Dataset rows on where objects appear
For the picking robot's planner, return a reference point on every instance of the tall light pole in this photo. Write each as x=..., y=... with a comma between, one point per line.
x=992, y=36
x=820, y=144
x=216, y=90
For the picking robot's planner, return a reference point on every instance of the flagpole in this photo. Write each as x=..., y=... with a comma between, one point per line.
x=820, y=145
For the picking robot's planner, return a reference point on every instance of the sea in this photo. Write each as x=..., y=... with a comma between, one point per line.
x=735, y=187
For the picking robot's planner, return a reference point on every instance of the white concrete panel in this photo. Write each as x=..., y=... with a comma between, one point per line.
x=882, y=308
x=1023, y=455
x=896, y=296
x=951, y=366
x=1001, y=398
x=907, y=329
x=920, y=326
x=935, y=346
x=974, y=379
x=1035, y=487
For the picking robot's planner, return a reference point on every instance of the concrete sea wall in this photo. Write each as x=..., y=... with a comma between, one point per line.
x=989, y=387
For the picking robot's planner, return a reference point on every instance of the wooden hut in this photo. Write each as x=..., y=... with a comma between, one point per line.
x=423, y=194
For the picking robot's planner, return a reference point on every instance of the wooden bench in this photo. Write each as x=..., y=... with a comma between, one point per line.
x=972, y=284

What you are asked to do ▸
Arrange all of the records above as a numbered list, with no blank lines between entries.

Task result ▸
1. For the picking robot's planner, return a reference point on every instance of the tall light pole in this photo. Write each as x=..., y=... with a comma between, one point per line.
2. x=992, y=36
3. x=820, y=144
4. x=216, y=90
5. For the picking robot's planner, return a reference point on every instance of the flagpole in this photo. Write each as x=..., y=... with a comma between, one point per line.
6. x=820, y=145
7. For the picking robot's planner, return a reference point on every instance of the sea in this photo. Write each as x=..., y=... with a comma between, one point per line.
8. x=735, y=187
9. For the picking robot's planner, return a reference point on every instance of the white concrete panel in this photo. Write each as x=..., y=... with a comma between, one point per line.
10. x=882, y=308
11. x=1023, y=455
12. x=896, y=296
13. x=951, y=366
14. x=1001, y=398
15. x=907, y=329
16. x=920, y=326
17. x=935, y=346
18. x=974, y=379
19. x=1035, y=487
20. For the picking robot's planner, return a reference point on every instance of the concrete sea wall in this photo. Write each as x=..., y=... with a comma between, one point per line.
21. x=989, y=387
22. For the picking robot's planner, return a reference point on every instance of the wooden hut in this photo. Write each as x=..., y=... with a comma between, one point per line.
23. x=423, y=194
24. For the picking robot's planner, return a reference point on every instance of the wooden bench in this photo. Write each as x=..., y=... with a comma between, one point per line.
25. x=972, y=284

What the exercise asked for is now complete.